_PROBLEM 1:_
Answer these from the knot theory text below, marking each answer with its letter:
(a) What do molecular biologists use knot theory for?
(b) Which knot has a crossing number of 4, and are its left-hand and right-hand versions distinct?
(c) How many untied ropes does the materials list include?
_PROBLEM 2:_
Pick up the knot theory text below after its last sentence and continue it.

_PAGE EXTRACT:_
Today, knot theory is making a comeback in the sciences. This has instigated a more collaborative effort between mathematics and the sciences. Previously unrelated areas are now being pursued in order to find new and unexpected uses for and advances in knot theory. For example, one researcher of von Neumann algebras, which are used in quantum mechanics, came up with one of the latest and most profound polynomials used to describe knots.

Molecular biologists use knot theory in describing and predicting the formation of strands of DNA. Chemists are using knot theory to try to create and analyze topologically interesting new compounds. As of 1988, they were still attempting to devise artificially knotted chemicals - knots that would only be seen under powerful microscopes, all in the hopes of better understanding molecular and atomic binding behaviors.

The mirror images of knots with odd crossing numbers are distinct, whereas some knots with even crossing numbers have distinct mirror images and others do not. (This is where the study of knots becomes interesting!)

If a knot A has a different crossing number than knot B, it is a different knot. The converse is not always true. Some different knots have the same crossing number.

There are no knots with crossing numbers one or two. There is one name for knots with a crossing number of 3, the trefoil, which has distinct left-handed and right-handed versions, and one with a crossing number of 4, the figure 8 in which the left-hand and right-hand versions are the same knot.

• Stonehenge Touch sculpture
• Not Knot Video
• Thought Experiment Minds-on Dynamic
• Knot & Link Model Interactives
• Mobius Model Interactives
• Shadow Sculpture Interactive

MATERIALS:

board with shadow and one fixed rope
answer sheet
seven untied ropes

1. Lay out the board with the shadow and the example. Also lay out the seven untied ropes.

_Saved entries:_
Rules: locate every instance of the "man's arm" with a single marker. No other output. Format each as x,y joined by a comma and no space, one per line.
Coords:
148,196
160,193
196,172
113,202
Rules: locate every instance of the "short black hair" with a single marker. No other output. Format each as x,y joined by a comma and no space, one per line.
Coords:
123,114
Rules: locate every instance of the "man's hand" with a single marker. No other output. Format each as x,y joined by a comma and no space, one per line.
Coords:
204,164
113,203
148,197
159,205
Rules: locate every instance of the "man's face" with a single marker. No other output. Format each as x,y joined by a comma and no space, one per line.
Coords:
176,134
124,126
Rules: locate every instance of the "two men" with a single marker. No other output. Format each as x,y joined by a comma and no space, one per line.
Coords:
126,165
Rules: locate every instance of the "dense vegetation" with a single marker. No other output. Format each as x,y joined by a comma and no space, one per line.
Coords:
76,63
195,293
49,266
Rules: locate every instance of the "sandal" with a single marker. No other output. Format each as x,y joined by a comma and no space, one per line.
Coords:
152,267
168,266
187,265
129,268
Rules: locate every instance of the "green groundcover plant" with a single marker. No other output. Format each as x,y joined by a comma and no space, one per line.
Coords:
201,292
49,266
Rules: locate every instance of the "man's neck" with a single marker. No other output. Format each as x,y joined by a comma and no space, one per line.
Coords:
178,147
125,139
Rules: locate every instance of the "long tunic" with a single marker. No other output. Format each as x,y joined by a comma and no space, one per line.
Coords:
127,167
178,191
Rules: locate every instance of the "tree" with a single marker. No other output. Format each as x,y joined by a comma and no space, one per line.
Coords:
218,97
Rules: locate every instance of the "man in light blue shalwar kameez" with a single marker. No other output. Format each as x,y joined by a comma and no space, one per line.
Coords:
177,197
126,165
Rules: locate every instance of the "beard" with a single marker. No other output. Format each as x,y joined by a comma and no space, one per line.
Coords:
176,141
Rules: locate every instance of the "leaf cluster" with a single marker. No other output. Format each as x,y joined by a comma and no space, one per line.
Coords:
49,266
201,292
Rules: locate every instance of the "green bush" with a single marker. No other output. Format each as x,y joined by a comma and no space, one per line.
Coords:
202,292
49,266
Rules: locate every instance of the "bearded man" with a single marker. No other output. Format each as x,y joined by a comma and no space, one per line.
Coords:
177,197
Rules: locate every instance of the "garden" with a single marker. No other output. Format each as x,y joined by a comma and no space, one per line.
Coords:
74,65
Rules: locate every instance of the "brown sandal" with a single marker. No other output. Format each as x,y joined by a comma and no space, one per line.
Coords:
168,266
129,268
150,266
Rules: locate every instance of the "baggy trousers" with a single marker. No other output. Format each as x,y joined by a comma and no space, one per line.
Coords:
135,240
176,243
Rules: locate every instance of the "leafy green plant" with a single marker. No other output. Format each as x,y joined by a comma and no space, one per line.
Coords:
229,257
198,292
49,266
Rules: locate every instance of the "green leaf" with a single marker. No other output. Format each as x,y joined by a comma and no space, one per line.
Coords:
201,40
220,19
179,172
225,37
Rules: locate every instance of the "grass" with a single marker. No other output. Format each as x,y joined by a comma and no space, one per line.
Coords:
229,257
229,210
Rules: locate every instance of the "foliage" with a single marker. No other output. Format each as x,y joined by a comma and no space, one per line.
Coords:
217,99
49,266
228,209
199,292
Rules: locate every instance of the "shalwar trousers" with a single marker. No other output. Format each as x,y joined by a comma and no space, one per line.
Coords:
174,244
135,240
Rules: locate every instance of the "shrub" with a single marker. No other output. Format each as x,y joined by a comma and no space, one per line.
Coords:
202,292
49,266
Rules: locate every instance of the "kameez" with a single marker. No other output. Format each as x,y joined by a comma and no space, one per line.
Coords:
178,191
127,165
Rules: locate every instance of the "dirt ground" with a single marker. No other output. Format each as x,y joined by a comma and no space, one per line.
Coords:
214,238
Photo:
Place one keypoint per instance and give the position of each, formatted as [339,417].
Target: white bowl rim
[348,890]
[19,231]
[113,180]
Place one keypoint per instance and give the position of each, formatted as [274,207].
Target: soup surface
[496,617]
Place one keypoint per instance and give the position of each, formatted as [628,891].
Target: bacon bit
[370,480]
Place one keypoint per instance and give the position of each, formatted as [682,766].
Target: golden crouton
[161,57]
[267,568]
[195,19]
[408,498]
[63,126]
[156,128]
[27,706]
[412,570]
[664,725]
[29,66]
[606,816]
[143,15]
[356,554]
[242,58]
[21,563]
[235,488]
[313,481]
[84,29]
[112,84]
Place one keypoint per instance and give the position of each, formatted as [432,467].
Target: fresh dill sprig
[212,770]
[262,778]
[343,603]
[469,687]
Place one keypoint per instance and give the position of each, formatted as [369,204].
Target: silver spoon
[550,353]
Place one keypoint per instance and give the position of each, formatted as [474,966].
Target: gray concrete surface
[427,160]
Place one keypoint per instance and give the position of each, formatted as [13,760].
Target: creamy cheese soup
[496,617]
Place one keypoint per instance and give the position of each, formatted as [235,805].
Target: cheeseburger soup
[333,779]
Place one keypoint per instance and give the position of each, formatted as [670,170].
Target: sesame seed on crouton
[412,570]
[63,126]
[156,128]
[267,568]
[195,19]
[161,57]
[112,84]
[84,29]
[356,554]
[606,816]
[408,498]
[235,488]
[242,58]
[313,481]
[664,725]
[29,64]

_OUTPUT 1:_
(a) Describing and predicting the formation of strands of DNA.
(b) The figure 8. No, its left-hand and right-hand versions are the same knot.
(c) Seven.

_OUTPUT 2:_
2.Explain how the example would cast a shadow like the one above and how there are seven other possibilities. Ask the visitors to try to make those possibilities. A layout that is exactly like another one except flipped over, is not a different possibility. Be sure to check that no two layouts are the same.

A good way to examine a layout is to start at one end of the rope and follow it along, keeping track of when the rope goes over or under another piece of the rope. The fixed example will be either: over, over, under, under, under, over or over, under, under, under, over, over.

3.As the visitors are arranging the ropes, inform them that there are eight possibilities in all, consisting of four arrangements and their mirror images. The mirror images can also be labeled as left-handed and right-handed.

Once all the layouts are finished, (and you can check the answer sheet to make sure) ask the visitors which layouts are true knots. Then tell the visitors to hold the two ends of a laid out rope together and lift. There should only be two layouts that have a knot when lifted. The other six possibilities are "unknots" (not knots) and will fall apart.

4.The purposes of all this:
a. Just because it resembles a knot, that doesn't mean it is a knot.
b. A two-dimensional projection (the shadow) can represent many three-dimensional figures.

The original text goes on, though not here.